# EXERCISE DESCRIPTION
Render each line of the data below as a Markdown table with an Index column for the row number and a Text column for the line, skipping blank lines. Leave the pictures out of the answer.

# STORED ROWS
________________________
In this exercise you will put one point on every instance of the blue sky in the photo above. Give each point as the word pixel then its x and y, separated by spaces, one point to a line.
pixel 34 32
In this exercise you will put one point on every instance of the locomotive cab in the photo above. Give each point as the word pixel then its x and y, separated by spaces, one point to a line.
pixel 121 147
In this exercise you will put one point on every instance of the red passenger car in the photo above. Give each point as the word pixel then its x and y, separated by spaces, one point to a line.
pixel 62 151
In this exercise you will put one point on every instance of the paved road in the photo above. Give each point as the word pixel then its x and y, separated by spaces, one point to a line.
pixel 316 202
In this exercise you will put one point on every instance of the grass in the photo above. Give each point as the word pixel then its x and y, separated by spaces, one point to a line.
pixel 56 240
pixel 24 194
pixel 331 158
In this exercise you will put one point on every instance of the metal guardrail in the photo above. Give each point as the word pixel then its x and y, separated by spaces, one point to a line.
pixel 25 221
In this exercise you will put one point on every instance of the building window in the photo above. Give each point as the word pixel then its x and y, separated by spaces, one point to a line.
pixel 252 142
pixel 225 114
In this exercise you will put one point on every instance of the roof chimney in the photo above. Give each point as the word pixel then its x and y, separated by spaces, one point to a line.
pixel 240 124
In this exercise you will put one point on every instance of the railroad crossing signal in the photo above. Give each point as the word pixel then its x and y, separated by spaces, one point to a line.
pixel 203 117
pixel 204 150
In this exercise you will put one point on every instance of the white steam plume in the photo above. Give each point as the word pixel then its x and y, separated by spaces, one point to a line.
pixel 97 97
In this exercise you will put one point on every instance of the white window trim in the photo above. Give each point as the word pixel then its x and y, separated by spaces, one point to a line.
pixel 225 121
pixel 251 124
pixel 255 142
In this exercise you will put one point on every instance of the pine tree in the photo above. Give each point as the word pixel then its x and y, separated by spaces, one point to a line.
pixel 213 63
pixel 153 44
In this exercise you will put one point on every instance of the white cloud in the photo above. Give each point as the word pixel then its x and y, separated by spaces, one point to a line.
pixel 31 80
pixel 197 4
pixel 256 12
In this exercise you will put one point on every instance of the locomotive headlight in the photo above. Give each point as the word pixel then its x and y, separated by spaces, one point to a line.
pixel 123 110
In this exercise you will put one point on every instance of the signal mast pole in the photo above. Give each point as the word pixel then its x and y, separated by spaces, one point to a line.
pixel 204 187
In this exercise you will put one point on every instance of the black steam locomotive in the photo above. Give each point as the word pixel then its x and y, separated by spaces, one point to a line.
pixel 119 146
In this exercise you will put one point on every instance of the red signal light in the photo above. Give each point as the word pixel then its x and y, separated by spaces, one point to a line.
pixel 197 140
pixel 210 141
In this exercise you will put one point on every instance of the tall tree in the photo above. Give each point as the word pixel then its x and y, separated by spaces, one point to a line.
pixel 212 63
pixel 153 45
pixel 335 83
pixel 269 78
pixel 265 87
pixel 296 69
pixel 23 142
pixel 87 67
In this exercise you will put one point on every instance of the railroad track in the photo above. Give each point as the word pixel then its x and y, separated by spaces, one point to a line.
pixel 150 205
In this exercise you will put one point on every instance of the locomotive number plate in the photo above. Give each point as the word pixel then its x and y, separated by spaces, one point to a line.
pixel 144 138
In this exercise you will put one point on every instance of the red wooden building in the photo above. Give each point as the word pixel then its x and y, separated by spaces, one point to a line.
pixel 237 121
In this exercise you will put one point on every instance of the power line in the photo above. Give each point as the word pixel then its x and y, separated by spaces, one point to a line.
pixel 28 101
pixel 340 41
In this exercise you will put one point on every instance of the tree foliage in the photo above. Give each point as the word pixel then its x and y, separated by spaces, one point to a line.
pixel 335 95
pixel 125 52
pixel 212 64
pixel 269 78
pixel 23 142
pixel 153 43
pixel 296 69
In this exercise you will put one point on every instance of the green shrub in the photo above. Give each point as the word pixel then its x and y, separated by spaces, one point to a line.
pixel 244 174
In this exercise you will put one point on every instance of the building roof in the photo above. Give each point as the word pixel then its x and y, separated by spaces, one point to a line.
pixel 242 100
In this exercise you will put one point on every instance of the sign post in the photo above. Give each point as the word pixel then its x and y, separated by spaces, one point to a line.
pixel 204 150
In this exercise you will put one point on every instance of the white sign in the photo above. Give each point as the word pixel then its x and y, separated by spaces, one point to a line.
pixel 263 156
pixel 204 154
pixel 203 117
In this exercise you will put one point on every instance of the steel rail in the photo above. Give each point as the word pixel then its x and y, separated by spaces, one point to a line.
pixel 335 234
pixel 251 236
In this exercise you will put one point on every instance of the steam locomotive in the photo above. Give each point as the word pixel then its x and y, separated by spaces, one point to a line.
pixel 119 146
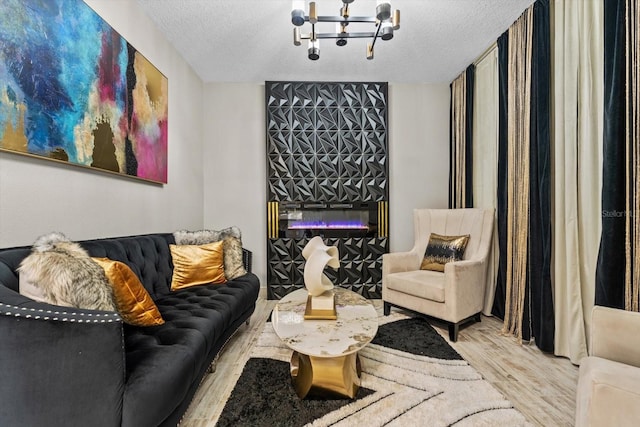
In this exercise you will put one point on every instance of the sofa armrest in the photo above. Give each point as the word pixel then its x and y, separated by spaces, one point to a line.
pixel 464 287
pixel 247 259
pixel 613 333
pixel 60 363
pixel 607 394
pixel 399 261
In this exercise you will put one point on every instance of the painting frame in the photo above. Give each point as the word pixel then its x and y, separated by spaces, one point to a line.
pixel 74 91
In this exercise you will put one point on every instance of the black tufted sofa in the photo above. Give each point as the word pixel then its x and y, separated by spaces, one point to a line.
pixel 70 367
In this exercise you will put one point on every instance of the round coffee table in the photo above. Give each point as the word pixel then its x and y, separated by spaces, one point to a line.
pixel 325 360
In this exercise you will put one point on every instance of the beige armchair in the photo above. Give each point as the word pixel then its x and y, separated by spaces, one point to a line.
pixel 455 295
pixel 608 391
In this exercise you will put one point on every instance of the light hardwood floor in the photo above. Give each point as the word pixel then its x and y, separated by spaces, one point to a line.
pixel 542 387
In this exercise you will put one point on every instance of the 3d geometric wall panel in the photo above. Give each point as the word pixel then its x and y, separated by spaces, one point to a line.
pixel 327 142
pixel 360 265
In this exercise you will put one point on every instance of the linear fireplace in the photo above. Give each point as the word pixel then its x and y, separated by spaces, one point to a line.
pixel 309 219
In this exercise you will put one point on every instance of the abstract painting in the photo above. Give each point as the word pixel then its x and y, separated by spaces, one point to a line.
pixel 74 90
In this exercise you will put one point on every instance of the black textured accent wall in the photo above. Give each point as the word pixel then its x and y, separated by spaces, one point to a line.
pixel 327 142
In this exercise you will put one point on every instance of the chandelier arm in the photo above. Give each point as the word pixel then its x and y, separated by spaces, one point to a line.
pixel 375 37
pixel 358 35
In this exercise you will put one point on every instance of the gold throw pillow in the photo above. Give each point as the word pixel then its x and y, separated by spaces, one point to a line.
pixel 197 265
pixel 134 303
pixel 443 249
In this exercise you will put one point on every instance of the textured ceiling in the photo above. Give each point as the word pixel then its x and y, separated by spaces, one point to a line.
pixel 251 40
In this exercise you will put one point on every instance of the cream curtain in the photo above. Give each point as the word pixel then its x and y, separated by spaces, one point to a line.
pixel 577 103
pixel 485 156
pixel 457 187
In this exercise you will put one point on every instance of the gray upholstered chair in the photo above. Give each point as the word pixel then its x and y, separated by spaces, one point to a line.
pixel 608 391
pixel 455 295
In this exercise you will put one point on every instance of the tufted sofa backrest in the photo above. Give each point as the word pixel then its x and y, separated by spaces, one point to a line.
pixel 147 255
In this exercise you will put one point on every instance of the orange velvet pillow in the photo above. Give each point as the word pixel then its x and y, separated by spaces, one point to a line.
pixel 197 265
pixel 134 302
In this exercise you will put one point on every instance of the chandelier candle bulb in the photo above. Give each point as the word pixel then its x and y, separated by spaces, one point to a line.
________________________
# RESULT
| Index | Text |
|---|---|
| 1 | In this exercise you will put one point on every instance of the blue sky in the photo above. Give each point as the word pixel then its x and y, separated by spaces, one point to a line. |
| 2 | pixel 34 32 |
| 3 | In this exercise you will put one point on every instance of the locomotive cab in the photo above. Give each point as the word pixel then its x and y, separated by spaces, one point to a line. |
| 4 | pixel 121 147 |
| 5 | In this exercise you will put one point on every instance of the red passenger car in the photo above. Give each point as the word pixel then its x and y, separated by spaces, one point to a line. |
| 6 | pixel 62 151 |
| 7 | In this exercise you will put one point on every instance of the paved road in the photo above. Give each point as the word pixel then its x and y, separated by spaces, one point to a line. |
| 8 | pixel 316 202 |
| 9 | In this exercise you will put one point on every instance of the grass in the photo above. Give each point as the word pixel then its x and y, separated by spaces, one point to a line. |
| 10 | pixel 56 240 |
| 11 | pixel 24 194 |
| 12 | pixel 331 158 |
| 13 | In this exercise you will put one point on every instance of the metal guardrail in the photo above. Give each point as the word pixel then its x and y, separated by spaces, one point to a line. |
| 14 | pixel 25 221 |
| 15 | In this exercise you will put one point on every instance of the building window in the photo above. Give each point as the word pixel then its x and y, separated by spaces, one point to a line. |
| 16 | pixel 252 142 |
| 17 | pixel 225 114 |
| 18 | In this exercise you will put one point on every instance of the roof chimney in the photo above. Give each point as the word pixel then its x and y, separated by spaces, one point to a line. |
| 19 | pixel 240 124 |
| 20 | In this exercise you will put one point on every instance of the railroad crossing signal in the photo above. Give each point as the word pixel then its x and y, separated by spaces, one point to a line. |
| 21 | pixel 203 117 |
| 22 | pixel 204 150 |
| 23 | In this exercise you will put one point on every instance of the white steam plume in the photo above. Give each point as the word pixel then its x and y, separated by spaces, one point to a line. |
| 24 | pixel 97 97 |
| 25 | In this exercise you will put one point on every instance of the white window trim in the photo above. Give each point as the word pixel then its x and y, separated by spaces, one point to a line. |
| 26 | pixel 225 121 |
| 27 | pixel 251 124 |
| 28 | pixel 255 142 |
| 29 | In this exercise you will put one point on every instance of the pine tree in the photo above. Give each point as the word pixel then its x and y, separated by spaces, one point to a line. |
| 30 | pixel 213 63 |
| 31 | pixel 153 44 |
| 32 | In this exercise you will put one point on every instance of the white cloud in the photo above. Give each point as the word pixel then its x and y, separated by spaces, one point to a line. |
| 33 | pixel 31 80 |
| 34 | pixel 197 4 |
| 35 | pixel 256 12 |
| 36 | In this exercise you will put one point on every instance of the locomotive headlight in the photo above. Give each point as the word pixel then its x and y, separated by spaces, one point to a line. |
| 37 | pixel 123 110 |
| 38 | In this exercise you will put one point on every instance of the signal mast pole in the photo above. Give each point as the word pixel then its x and y, separated by spaces, one point to a line. |
| 39 | pixel 204 187 |
| 40 | In this exercise you will put one point on every instance of the black steam locomotive in the photo above. Give each point as the word pixel then its x and y, separated by spaces, one point to a line. |
| 41 | pixel 119 146 |
| 42 | In this exercise you will put one point on every instance of the red signal light in the photo above. Give each point as the word pixel then its x and y, separated by spaces, one point to a line. |
| 43 | pixel 197 140 |
| 44 | pixel 210 141 |
| 45 | In this exercise you will put one point on every instance of the tall tree in the photo above. Give each point as the word pixel then its x and y, separated by spaces, one point to a line. |
| 46 | pixel 212 63 |
| 47 | pixel 153 45 |
| 48 | pixel 335 83 |
| 49 | pixel 269 78 |
| 50 | pixel 265 87 |
| 51 | pixel 296 69 |
| 52 | pixel 23 142 |
| 53 | pixel 87 67 |
| 54 | In this exercise you will put one point on every instance of the railroad track in the photo above. Give each point as the word pixel then its x and y, separated by spaces, one point to a line. |
| 55 | pixel 150 205 |
| 56 | In this exercise you will put one point on every instance of the locomotive number plate in the photo above. Give each point as the word pixel then its x and y, separated by spaces, one point to a line. |
| 57 | pixel 144 138 |
| 58 | In this exercise you will put one point on every instance of the red wooden building in the photo above. Give each point as the word pixel then its x and y, separated by spaces, one point to a line. |
| 59 | pixel 237 121 |
| 60 | In this exercise you will put one point on every instance of the power line in the photo above. Give each point as the word pixel then its x and y, separated by spaces, one point to a line. |
| 61 | pixel 28 101 |
| 62 | pixel 340 41 |
| 63 | In this exercise you will put one point on every instance of the tree foliage in the photo above. Give each point as the word pixel then its x and y, separated by spaces, one point to a line. |
| 64 | pixel 335 95 |
| 65 | pixel 125 52 |
| 66 | pixel 212 64 |
| 67 | pixel 269 78 |
| 68 | pixel 23 142 |
| 69 | pixel 153 43 |
| 70 | pixel 296 69 |
| 71 | In this exercise you will put one point on every instance of the green shrub in the photo above. Give each point as the word pixel then its x and y, separated by spaces, one point to a line. |
| 72 | pixel 244 174 |
| 73 | In this exercise you will put one point on every instance of the building roof in the photo above. Give each point as the word pixel then its x and y, separated by spaces, one point to a line. |
| 74 | pixel 242 100 |
| 75 | In this exercise you will put one point on every instance of the sign post in the photo above. Give each point as the word pixel then its x and y, separated by spaces, one point to a line. |
| 76 | pixel 204 150 |
| 77 | In this exercise you will put one point on every instance of the white sign in the photo above. Give each point as the word pixel then its x and y, separated by spaces, one point to a line. |
| 78 | pixel 263 156 |
| 79 | pixel 204 154 |
| 80 | pixel 203 117 |
| 81 | In this exercise you will put one point on every instance of the steel rail in the photo above. Give each point as the word pixel then its x and y, separated by spaces, one point to a line. |
| 82 | pixel 335 234 |
| 83 | pixel 251 236 |
| 84 | In this exercise you will put one point on every instance of the steam locomotive in the photo above. Give each point as the word pixel then its x and y, separated by spaces, one point to a line. |
| 85 | pixel 119 146 |
| 86 | In this exercise you will put one point on every instance of the sofa armrest in the photo above. Give each point as the word pixel then its x and y, separated by spaces, one point to a line. |
| 87 | pixel 464 287 |
| 88 | pixel 247 259 |
| 89 | pixel 613 333 |
| 90 | pixel 60 363 |
| 91 | pixel 607 394 |
| 92 | pixel 399 261 |
| 93 | In this exercise you will put one point on every instance of the painting frame in the photo above. Give each point as the word pixel then its x and y, separated by spaces, one point to a line. |
| 94 | pixel 74 91 |
| 95 | In this exercise you will put one point on every instance of the black tufted sofa in the photo above. Give each point as the word pixel then its x and y, separated by spaces, one point to a line. |
| 96 | pixel 70 367 |
| 97 | In this exercise you will put one point on every instance of the round coffee table in the photo above. Give each point as the word pixel then its x and y, separated by spaces, one point to a line. |
| 98 | pixel 325 360 |
| 99 | In this exercise you will put one point on every instance of the beige armchair in the photo above. Give each point as the word pixel then its x and y, separated by spaces, one point to a line. |
| 100 | pixel 455 295 |
| 101 | pixel 608 391 |
| 102 | In this exercise you will put one point on every instance of the light hardwood floor in the photo above. Give each point as the word pixel then its x and y, separated by spaces, one point to a line. |
| 103 | pixel 542 387 |
| 104 | In this exercise you will put one point on every instance of the 3d geometric wall panel in the photo above. Give each point as the word pixel then its x and y, separated by spaces, one point to a line. |
| 105 | pixel 327 142 |
| 106 | pixel 360 265 |
| 107 | In this exercise you will put one point on every instance of the linear fireplace in the photo above. Give each point as the word pixel then its x and y, separated by spaces, one point to a line. |
| 108 | pixel 309 219 |
| 109 | In this exercise you will put one point on every instance of the abstract painting in the photo above. Give each point as the word pixel then its x and y, separated by spaces, one point to a line. |
| 110 | pixel 74 90 |
| 111 | In this exercise you will put one point on every instance of the black textured accent wall in the photo above. Give each point as the word pixel then its x and y, separated by spaces, one point to a line. |
| 112 | pixel 327 142 |
| 113 | In this exercise you will put one point on every instance of the chandelier arm in the photo above. Give each point as the word pixel then its x and y, separated by spaces, one point to a line. |
| 114 | pixel 375 37 |
| 115 | pixel 358 35 |
| 116 | In this exercise you will put one point on every instance of the gold throw pillow in the photo above. Give each point as the word pixel then its x and y, separated by spaces, one point to a line. |
| 117 | pixel 197 265 |
| 118 | pixel 134 303 |
| 119 | pixel 443 249 |
| 120 | In this exercise you will put one point on every instance of the textured ceiling in the photo above. Give each point as the word pixel then its x and y, separated by spaces, one point to a line. |
| 121 | pixel 251 40 |
| 122 | In this exercise you will put one point on every instance of the cream curtain in the photo above. Give each point as the word pixel then its x and y, separated by spaces, one point to a line. |
| 123 | pixel 577 103 |
| 124 | pixel 485 156 |
| 125 | pixel 457 187 |
| 126 | In this exercise you will put one point on every instance of the gray upholstered chair in the photo above. Give each point as the word pixel then its x and y, separated by spaces, one point to a line. |
| 127 | pixel 608 391 |
| 128 | pixel 455 295 |
| 129 | In this exercise you will put one point on every instance of the tufted sofa backrest in the photo above. Give each point as the word pixel then its x and y, separated by spaces, one point to a line. |
| 130 | pixel 147 255 |
| 131 | In this exercise you will put one point on every instance of the orange velvet pillow in the photo above. Give each point as the word pixel then its x and y, separated by spaces, one point to a line. |
| 132 | pixel 197 265 |
| 133 | pixel 134 302 |
| 134 | In this exercise you will put one point on every instance of the chandelier candle bulb in the photo above. Give each point as the word pixel then its x and y, separated by spaces, one point to a line. |